- **Il testo**

▼

02. Januar 2014 · Kommentare deaktiviert für Libyen: 240 verhaftete eritreische Boat-people – Lager · Kategorien: Eritrea, Italien, Libyen · Tags: , ,

Aggiornamento dalla Libia, il gruppo di 240 profughi eritrei che il 25 dicembre presi con la forza caricati su mezzi di trasporto per trasferirgli da Ajdabiya Cirenaica verso la Tripolitana, sono stati divisi in due i maschi in 185 ci sono anche dei minori staccati con la forza dalle loro madri, ragazzi di 15-16 anni, sono stati introdotti nel lager a Khoms dove hanno trovato altri 140 profughi, da due mesi chiusi in questo lager senza aver mai visto la luce del sole, subendo ogni giorno umiliazioni e maltrattamenti, baste che dici una parole per lamentarti sulle condizioni che ricevi in tutta risposta una scarica di bastonate, tu sei solo una merce, se voi uscire devi solo pagare 1000 dollari a testa.

▲

- **Compiti da svolgere**
1. Rispondi a queste domande sul testo dei profughi eritrei in Libia:
(a) In che giorno i 240 profughi sono stati caricati con la forza sui mezzi di trasporto?
(b) Quanti profughi erano già nel lager a Khoms?
(c) Quanto si deve pagare per uscire dal lager?
2. Elenca tutti i nomi di luogo del paragrafo del testo sui profughi eritrei che comincia con "Aggiornamento dalla Libia".
3. Queste affermazioni concordano con il testo sui profughi eritrei? Per ciascuna rispondi sì o no e cita le parole del testo che lo decidono.
(a) I maschi del gruppo erano 185.
(b) I profughi già presenti a Khoms erano chiusi nel lager da sei mesi.
(c) Tra i maschi non c'erano minori.

- **I dati**
▼

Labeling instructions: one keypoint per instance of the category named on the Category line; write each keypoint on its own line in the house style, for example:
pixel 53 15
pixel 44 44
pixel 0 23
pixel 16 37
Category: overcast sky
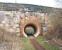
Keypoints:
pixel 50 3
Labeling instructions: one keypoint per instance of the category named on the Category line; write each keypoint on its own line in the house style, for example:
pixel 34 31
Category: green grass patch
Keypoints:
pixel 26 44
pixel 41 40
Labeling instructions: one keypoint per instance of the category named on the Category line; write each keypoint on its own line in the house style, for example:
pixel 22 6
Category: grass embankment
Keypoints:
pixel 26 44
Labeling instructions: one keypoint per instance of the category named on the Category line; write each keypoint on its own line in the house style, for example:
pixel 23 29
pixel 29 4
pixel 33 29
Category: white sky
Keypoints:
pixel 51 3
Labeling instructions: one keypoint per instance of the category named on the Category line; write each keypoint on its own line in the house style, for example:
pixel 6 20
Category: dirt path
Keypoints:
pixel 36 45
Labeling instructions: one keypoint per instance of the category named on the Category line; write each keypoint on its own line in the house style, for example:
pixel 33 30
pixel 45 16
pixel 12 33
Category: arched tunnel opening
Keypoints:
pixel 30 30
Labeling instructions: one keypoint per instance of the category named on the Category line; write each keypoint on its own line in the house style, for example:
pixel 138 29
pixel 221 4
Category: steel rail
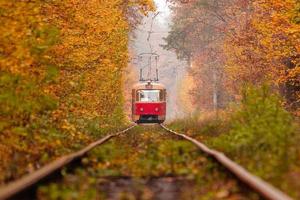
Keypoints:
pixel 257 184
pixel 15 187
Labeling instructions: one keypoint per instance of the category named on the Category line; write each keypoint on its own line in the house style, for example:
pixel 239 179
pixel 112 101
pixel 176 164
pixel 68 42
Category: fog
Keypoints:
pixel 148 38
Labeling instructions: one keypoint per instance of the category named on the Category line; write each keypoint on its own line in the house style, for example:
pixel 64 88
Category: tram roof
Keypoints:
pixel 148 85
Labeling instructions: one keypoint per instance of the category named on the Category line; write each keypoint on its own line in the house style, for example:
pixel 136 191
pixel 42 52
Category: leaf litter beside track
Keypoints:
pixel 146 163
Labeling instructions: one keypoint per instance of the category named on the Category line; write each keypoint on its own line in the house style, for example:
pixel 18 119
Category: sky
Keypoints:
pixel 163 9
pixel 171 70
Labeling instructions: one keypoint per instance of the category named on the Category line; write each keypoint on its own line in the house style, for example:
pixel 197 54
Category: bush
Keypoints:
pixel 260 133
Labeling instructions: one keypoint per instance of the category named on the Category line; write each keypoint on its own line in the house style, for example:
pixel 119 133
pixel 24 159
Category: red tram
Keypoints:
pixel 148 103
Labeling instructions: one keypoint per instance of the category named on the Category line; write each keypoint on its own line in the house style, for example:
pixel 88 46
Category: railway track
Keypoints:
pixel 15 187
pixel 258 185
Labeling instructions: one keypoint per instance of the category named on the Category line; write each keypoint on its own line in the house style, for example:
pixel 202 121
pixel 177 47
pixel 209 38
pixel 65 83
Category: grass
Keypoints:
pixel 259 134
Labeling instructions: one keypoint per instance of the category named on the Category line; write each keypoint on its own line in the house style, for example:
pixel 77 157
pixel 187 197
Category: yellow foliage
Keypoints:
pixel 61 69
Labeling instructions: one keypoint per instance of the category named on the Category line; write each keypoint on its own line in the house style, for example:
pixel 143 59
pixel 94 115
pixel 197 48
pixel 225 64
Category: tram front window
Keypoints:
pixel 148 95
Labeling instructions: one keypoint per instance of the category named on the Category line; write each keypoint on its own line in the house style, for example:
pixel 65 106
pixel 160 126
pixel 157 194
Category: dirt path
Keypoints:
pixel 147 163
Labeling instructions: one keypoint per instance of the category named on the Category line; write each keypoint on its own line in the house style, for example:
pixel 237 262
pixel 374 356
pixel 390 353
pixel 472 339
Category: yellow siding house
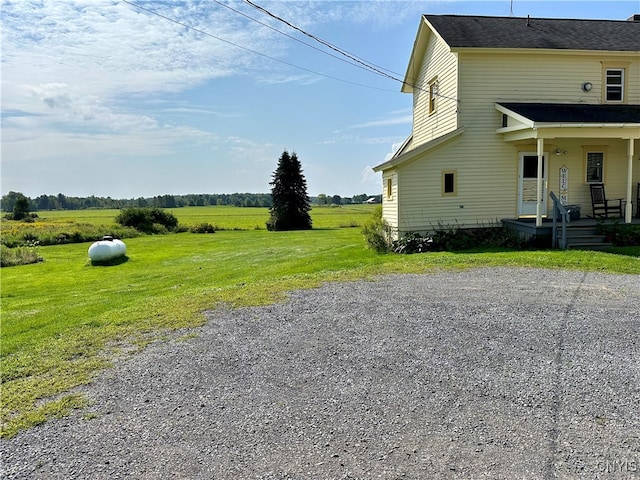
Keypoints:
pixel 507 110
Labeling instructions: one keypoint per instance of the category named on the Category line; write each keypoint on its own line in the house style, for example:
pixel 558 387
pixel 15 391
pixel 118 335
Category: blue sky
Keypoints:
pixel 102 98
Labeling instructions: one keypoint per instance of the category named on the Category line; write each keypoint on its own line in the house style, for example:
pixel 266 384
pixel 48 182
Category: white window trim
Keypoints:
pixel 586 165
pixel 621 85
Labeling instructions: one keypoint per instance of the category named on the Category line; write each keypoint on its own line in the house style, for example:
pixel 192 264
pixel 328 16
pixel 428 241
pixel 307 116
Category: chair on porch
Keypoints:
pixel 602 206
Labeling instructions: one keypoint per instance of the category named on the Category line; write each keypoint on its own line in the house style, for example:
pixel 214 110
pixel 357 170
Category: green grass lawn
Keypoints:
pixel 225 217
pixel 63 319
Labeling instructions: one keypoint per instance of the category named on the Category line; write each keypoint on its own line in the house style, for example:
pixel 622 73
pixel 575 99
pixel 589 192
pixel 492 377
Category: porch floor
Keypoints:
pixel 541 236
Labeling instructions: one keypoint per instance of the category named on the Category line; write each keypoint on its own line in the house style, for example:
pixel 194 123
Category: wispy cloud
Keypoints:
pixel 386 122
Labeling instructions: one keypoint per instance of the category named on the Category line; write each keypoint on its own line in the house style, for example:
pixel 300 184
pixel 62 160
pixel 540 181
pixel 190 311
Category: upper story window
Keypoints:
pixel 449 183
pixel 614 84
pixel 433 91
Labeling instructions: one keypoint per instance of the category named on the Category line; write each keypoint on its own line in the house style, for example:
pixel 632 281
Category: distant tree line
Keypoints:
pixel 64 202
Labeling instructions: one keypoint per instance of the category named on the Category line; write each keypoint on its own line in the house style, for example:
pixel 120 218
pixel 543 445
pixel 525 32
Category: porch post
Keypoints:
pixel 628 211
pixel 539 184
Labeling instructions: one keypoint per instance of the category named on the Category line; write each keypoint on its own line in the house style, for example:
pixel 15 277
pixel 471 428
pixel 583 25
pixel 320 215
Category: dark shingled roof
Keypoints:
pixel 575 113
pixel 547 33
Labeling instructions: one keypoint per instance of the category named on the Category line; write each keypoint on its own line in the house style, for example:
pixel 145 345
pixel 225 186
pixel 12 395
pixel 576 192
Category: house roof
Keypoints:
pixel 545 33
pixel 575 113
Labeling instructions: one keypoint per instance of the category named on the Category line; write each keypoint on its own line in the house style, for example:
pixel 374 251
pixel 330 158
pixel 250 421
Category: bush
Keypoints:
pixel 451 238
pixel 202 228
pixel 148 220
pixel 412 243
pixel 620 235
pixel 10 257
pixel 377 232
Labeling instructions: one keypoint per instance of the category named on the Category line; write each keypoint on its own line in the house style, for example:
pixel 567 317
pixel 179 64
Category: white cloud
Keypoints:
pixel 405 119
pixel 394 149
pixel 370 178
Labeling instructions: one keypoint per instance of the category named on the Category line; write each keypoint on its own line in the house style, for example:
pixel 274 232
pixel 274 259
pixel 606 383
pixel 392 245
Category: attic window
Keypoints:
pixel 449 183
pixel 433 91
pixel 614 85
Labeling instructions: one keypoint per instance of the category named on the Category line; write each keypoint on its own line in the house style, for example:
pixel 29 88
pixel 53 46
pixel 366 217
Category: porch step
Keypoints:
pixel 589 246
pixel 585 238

▲

- **Soluzioni**
1.
(a) Il 25 dicembre.
(b) 140 profughi.
(c) 1000 dollari a testa.

2. Libia, Ajdabiya, Cirenaica, Tripolitana, Khoms.

3.
(a) Sì: "i maschi in 185".
(b) No: "da due mesi chiusi in questo lager".
(c) No: "ci sono anche dei minori staccati con la forza dalle loro madri".